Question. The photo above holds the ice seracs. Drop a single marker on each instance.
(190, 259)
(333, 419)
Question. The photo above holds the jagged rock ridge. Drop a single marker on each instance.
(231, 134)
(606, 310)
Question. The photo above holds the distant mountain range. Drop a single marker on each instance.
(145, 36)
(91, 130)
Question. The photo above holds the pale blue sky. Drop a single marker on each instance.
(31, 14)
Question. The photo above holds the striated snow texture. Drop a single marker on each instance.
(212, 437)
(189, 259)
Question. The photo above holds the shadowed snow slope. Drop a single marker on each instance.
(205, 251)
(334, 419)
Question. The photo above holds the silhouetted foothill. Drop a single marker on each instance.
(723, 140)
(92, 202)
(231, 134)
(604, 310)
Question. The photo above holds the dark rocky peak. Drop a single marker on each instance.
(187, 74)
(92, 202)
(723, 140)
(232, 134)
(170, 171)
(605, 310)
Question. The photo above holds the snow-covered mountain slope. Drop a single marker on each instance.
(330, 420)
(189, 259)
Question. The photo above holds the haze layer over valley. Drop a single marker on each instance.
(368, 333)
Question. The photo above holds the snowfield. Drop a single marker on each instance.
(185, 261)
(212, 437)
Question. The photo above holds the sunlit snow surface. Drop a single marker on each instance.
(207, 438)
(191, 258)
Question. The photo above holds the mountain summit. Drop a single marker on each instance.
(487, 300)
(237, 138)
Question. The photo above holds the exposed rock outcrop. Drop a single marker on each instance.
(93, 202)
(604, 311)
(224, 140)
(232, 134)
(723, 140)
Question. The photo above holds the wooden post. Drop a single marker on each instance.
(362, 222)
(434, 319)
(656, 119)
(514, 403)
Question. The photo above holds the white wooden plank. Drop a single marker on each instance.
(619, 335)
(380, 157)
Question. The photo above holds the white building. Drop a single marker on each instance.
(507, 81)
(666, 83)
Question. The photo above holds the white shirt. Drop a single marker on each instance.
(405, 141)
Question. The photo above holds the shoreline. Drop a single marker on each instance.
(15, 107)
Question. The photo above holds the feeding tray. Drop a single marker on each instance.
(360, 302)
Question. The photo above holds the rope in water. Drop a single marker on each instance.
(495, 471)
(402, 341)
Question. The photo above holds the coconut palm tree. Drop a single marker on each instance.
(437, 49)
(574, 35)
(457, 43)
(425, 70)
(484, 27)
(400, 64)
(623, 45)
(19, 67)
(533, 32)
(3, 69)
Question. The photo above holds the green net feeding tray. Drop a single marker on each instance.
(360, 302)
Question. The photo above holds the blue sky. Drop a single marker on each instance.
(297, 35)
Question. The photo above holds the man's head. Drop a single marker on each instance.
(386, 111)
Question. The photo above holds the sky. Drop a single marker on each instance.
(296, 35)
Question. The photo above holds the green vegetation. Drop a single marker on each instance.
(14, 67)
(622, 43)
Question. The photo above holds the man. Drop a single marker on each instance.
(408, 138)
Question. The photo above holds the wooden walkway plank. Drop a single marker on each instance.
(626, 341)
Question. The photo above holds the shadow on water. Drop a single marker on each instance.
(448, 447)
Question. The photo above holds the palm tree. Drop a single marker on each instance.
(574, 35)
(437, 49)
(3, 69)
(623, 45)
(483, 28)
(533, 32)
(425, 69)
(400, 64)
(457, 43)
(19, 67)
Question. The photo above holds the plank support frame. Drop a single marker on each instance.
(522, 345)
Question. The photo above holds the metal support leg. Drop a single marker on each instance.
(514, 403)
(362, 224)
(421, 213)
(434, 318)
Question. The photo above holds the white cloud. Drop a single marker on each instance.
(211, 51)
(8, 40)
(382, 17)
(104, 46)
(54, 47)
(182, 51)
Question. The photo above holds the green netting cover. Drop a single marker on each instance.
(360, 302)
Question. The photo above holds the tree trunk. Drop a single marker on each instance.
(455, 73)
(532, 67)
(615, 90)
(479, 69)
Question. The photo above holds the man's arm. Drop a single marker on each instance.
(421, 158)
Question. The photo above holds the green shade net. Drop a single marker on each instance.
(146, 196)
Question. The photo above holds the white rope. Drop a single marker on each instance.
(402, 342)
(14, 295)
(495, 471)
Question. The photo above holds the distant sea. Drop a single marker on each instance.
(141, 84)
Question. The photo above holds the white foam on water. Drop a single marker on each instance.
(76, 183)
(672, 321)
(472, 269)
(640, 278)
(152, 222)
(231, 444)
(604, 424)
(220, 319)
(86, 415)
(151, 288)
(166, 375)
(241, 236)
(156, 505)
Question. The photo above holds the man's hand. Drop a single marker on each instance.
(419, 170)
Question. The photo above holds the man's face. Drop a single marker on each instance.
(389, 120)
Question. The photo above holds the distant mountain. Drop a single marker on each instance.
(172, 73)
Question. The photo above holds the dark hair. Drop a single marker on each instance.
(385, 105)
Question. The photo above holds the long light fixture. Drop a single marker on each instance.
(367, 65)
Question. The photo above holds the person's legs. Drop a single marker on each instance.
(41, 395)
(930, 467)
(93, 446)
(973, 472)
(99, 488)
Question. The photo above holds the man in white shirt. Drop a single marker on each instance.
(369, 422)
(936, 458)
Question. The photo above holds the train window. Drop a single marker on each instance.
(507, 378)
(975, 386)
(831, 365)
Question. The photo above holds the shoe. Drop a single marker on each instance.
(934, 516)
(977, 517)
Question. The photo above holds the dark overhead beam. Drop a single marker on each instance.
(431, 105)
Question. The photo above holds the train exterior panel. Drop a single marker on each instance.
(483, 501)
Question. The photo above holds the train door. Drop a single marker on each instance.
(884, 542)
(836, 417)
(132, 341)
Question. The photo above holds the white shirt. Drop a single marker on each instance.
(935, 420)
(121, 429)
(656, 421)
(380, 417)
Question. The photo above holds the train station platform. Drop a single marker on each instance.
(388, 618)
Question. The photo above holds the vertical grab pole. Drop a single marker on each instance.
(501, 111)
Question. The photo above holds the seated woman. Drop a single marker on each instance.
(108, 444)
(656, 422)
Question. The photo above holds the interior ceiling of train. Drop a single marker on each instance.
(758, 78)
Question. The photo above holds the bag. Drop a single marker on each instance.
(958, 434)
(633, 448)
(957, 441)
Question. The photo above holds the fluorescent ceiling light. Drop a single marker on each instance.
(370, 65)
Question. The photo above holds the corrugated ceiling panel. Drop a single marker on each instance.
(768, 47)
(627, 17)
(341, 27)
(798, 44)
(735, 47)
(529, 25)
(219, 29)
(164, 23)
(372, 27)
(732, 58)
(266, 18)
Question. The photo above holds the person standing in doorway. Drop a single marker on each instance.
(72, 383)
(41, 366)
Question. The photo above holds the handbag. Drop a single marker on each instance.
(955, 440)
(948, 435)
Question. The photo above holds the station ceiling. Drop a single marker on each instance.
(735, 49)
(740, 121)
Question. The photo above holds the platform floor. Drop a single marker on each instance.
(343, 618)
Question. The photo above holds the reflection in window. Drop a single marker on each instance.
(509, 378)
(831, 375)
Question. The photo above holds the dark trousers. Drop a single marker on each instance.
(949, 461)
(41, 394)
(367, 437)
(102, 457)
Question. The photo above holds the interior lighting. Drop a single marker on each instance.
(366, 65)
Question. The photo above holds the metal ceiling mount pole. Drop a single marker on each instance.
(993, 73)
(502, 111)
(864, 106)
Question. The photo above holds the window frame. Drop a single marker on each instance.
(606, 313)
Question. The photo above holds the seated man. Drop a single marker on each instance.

========================================

THE PROBLEM
Look at the entries above. Then set all of them down again exactly.

TASK ANSWER
Question. The photo above holds the ice seracs. Drop a single marker on each instance.
(190, 259)
(333, 419)
Question. The photo above holds the jagged rock ridge. Drop a single marker on each instance.
(231, 134)
(606, 310)
Question. The photo above holds the distant mountain range. Drop a single marker on each instance.
(145, 36)
(91, 130)
Question. The photo above holds the pale blue sky. Drop a single marker on each instance.
(31, 14)
Question. The photo above holds the striated snow texture. Drop a single marker on each instance.
(212, 437)
(189, 259)
Question. The photo above holds the shadowed snow slope. Drop a single marker on each instance.
(205, 251)
(334, 419)
Question. The photo above holds the silhouetted foothill. Drop a single marker on each instance.
(723, 140)
(92, 202)
(231, 134)
(604, 310)
Question. The photo above holds the dark rocky peak. Drop a single marker on each instance.
(187, 74)
(92, 202)
(723, 140)
(232, 134)
(170, 171)
(605, 310)
Question. The photo above holds the snow-covered mountain slope. Drop a single marker on each instance.
(330, 420)
(189, 259)
Question. The photo above holds the haze layer over valley. Drop a single marker on each instance.
(368, 333)
Question. The photo above holds the snowfield. Drop a single marker on each instance.
(185, 261)
(212, 437)
Question. The photo above holds the sunlit snow surface. Drop a single marker on each instance.
(207, 438)
(191, 258)
Question. The photo above holds the mountain summit. Drop a single marker on each instance.
(487, 300)
(237, 138)
Question. The photo above holds the exposed rock outcrop. Drop a single marker on each instance.
(93, 202)
(604, 311)
(224, 140)
(232, 134)
(723, 140)
Question. The photo above holds the wooden post. Drop a single marker on each instance.
(362, 222)
(434, 319)
(656, 119)
(514, 403)
Question. The photo above holds the white wooden plank. Drop a single marker on each instance.
(619, 335)
(380, 157)
Question. The photo above holds the white building. Drop a single marker on each instance.
(507, 81)
(666, 83)
Question. The photo above holds the white shirt. Drop a single marker on each instance.
(405, 141)
Question. The photo above holds the shoreline. Drop a single marker on each instance.
(15, 107)
Question. The photo above holds the feeding tray. Drop a single marker on each instance.
(360, 302)
Question. The photo above holds the rope in water. Drop a single marker on each instance.
(495, 471)
(402, 341)
Question. The photo above holds the coconut palm tree. Drop a single marker on each instance.
(437, 49)
(574, 35)
(457, 43)
(425, 70)
(484, 27)
(400, 64)
(623, 45)
(19, 67)
(533, 32)
(3, 69)
Question. The photo above holds the green net feeding tray. Drop a single marker on each instance.
(360, 302)
Question. The photo above holds the blue sky. Drop a single marker on each instance.
(297, 35)
Question. The photo above holds the man's head. Drop a single marker on each instance.
(386, 111)
Question. The photo above holds the sky. Drop a single marker on each instance.
(296, 35)
Question. The photo above holds the green vegetation. Drop a single marker on each instance.
(14, 67)
(622, 43)
Question. The photo above holds the man. Drop a single marker on each instance.
(408, 138)
Question. The photo above holds the wooden walkway plank. Drop a single marker on each instance.
(626, 341)
Question. The photo above holds the shadow on water. Drop a single marker on each instance.
(448, 447)
Question. The photo above holds the palm tree. Drop a single marker on each instance.
(574, 35)
(437, 49)
(3, 69)
(623, 45)
(483, 28)
(533, 32)
(425, 69)
(400, 64)
(457, 43)
(19, 67)
Question. The photo above holds the plank support frame. Drop a single marker on each instance.
(522, 345)
Question. The photo above holds the metal support leg. Drop a single marker on each instance.
(514, 403)
(362, 224)
(421, 213)
(434, 318)
Question. The photo above holds the white cloud. Drop a single marker on each instance.
(211, 51)
(8, 40)
(382, 17)
(104, 46)
(54, 47)
(182, 51)
Question. The photo above holds the green netting cover. Drop a single marker on each instance.
(360, 302)
Question. The photo above holds the tree trunk. Drop a single marker on each instance.
(455, 73)
(532, 67)
(615, 90)
(479, 69)
Question. The photo above holds the man's arm. Drop a single marker on each instance.
(421, 158)
Question. The photo above holds the green shade net. Drop a single marker on each instance.
(146, 196)
Question. The photo above holds the white rope. Drop a single marker on each instance.
(402, 342)
(14, 295)
(495, 471)
Question. The photo above holds the distant sea. Drop a single marker on each instance.
(141, 84)
Question. The photo above holds the white foam on water. Drop a single marker on each instance.
(76, 183)
(672, 321)
(472, 269)
(640, 278)
(152, 222)
(231, 444)
(604, 424)
(220, 319)
(86, 415)
(151, 288)
(166, 375)
(241, 236)
(156, 505)
Question. The photo above holds the man's hand. Drop a single marker on each instance.
(419, 170)
Question. The photo above holds the man's face. Drop a single marker on each instance.
(389, 120)
Question. The photo above holds the distant mountain. Drop a single marker on each instance.
(172, 73)
Question. The photo above holds the dark hair. Drop a single marker on each instance.
(385, 105)
Question. The photo above holds the long light fixture. Drop a single marker on each instance.
(367, 65)
Question. The photo above holds the person's legs. Drop a single marker on each instance.
(41, 395)
(930, 467)
(93, 446)
(973, 472)
(99, 488)
Question. The photo above holds the man in white shirt. Drop a single marker on each instance.
(369, 422)
(936, 458)
Question. The photo above holds the train window. Drop a single marker on each instance.
(507, 378)
(975, 386)
(831, 365)
Question. The photo above holds the shoe. Drop a single marker on each instance.
(934, 516)
(977, 517)
Question. The photo above holds the dark overhead beam. Drop a single marker on each instance.
(431, 105)
Question. The photo above holds the train exterior panel. Drop a single marker on each instance.
(483, 501)
Question. The photo above holds the train door. Drop a single marker on each instance.
(884, 542)
(836, 417)
(132, 341)
Question. The photo above holds the white shirt. Drop a single marker on each instance.
(935, 420)
(121, 429)
(656, 421)
(380, 417)
Question. The photo above holds the train station platform. Drop a single marker on each instance.
(388, 618)
Question. The photo above holds the vertical grab pole. Drop a single marker on each instance.
(501, 111)
Question. The photo above holds the seated woman. Drop a single marker on each instance.
(108, 444)
(656, 422)
Question. The photo above holds the interior ceiling of train. Drop a single marker on each instance.
(758, 78)
Question. The photo above holds the bag. Drop a single marker on each instance.
(958, 434)
(633, 448)
(957, 441)
Question. The photo above holds the fluorescent ceiling light. Drop a single marker on each instance.
(370, 65)
Question. The photo above holds the corrugated ceiling panel. Drop a single marker on each instance.
(768, 47)
(627, 17)
(341, 27)
(798, 44)
(735, 47)
(529, 25)
(219, 29)
(164, 23)
(372, 27)
(732, 58)
(266, 18)
Question. The photo above holds the person standing in doorway. Drop a single marker on each instance.
(72, 383)
(41, 366)
Question. The photo above holds the handbag. Drop a single marker on each instance.
(955, 440)
(948, 435)
Question. The photo above holds the station ceiling. Drop a single marker on each instance.
(735, 49)
(740, 121)
Question. The photo above holds the platform floor. Drop a single marker on each instance.
(343, 618)
Question. The photo above holds the reflection in window. Drop a single marker on each instance.
(509, 378)
(831, 375)
Question. The photo above holds the dark trousers. Drop a single marker on each instance.
(949, 461)
(41, 394)
(367, 437)
(102, 457)
Question. The photo above holds the interior lighting. Drop a single marker on each instance.
(366, 65)
Question. The photo above holds the metal ceiling mount pole. Drop a single marker on each instance.
(993, 73)
(502, 111)
(864, 106)
Question. The photo above holds the window frame. Drop a single marker on each instance.
(606, 313)
Question. The photo above holds the seated man. Drop a single marker on each instance.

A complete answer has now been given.